===== Excerpted records =====

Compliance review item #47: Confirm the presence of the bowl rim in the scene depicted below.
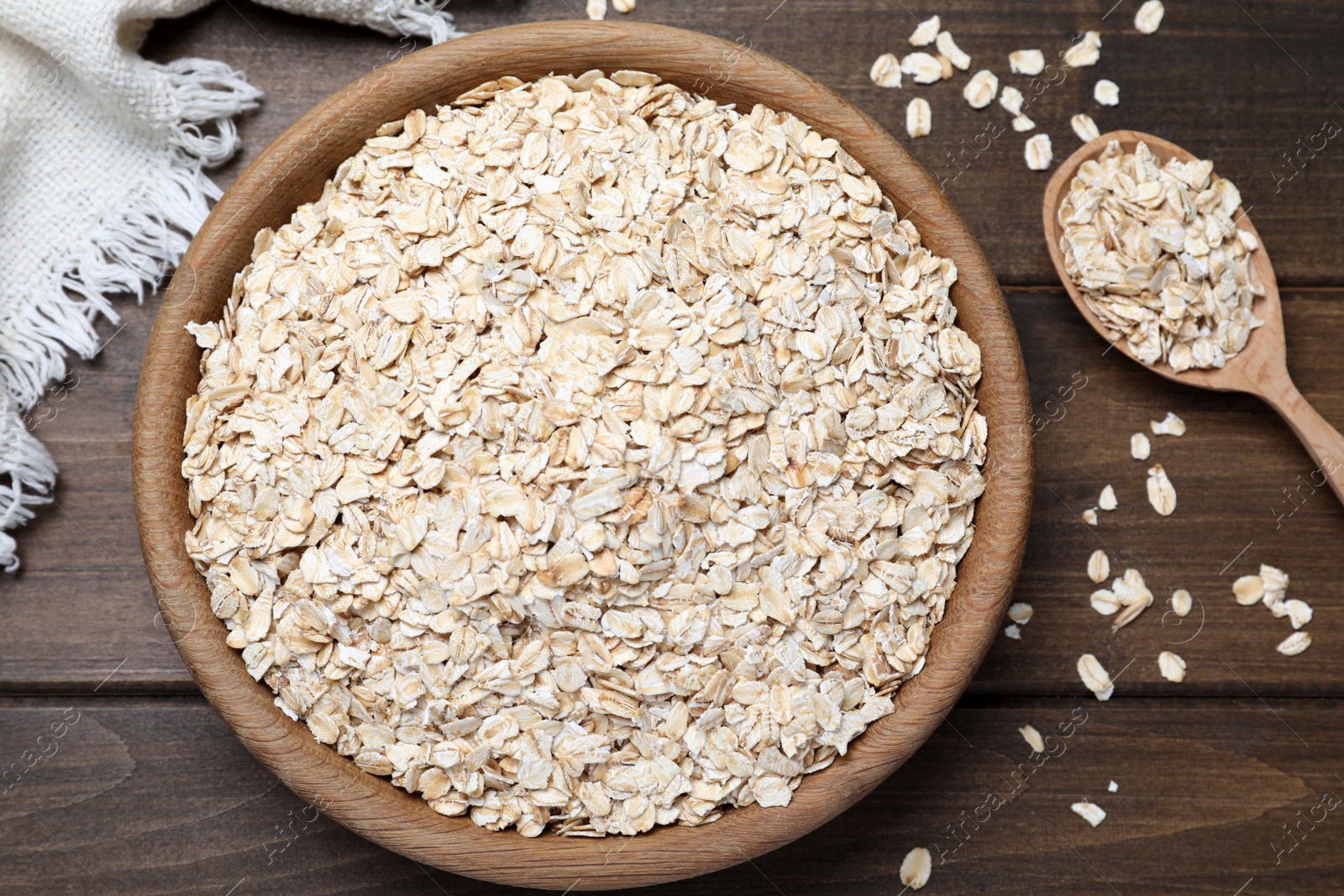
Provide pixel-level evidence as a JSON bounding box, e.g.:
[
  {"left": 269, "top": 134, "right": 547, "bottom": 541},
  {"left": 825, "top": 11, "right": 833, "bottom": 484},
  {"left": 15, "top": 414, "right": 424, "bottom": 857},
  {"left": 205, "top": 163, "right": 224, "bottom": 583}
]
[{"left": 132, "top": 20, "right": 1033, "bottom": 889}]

=====
===== Excerpted records =====

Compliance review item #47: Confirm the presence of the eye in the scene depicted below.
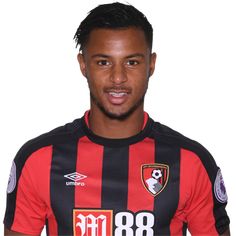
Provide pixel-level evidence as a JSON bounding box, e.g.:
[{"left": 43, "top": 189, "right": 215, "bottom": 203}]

=====

## Problem description
Pick out each line in the rows above that contains the word "bottom", treating case as significant.

## Written response
  {"left": 269, "top": 134, "right": 547, "bottom": 541},
  {"left": 825, "top": 11, "right": 833, "bottom": 484},
  {"left": 15, "top": 414, "right": 424, "bottom": 857},
  {"left": 205, "top": 163, "right": 224, "bottom": 583}
[{"left": 132, "top": 20, "right": 1033, "bottom": 889}]
[{"left": 43, "top": 189, "right": 215, "bottom": 203}]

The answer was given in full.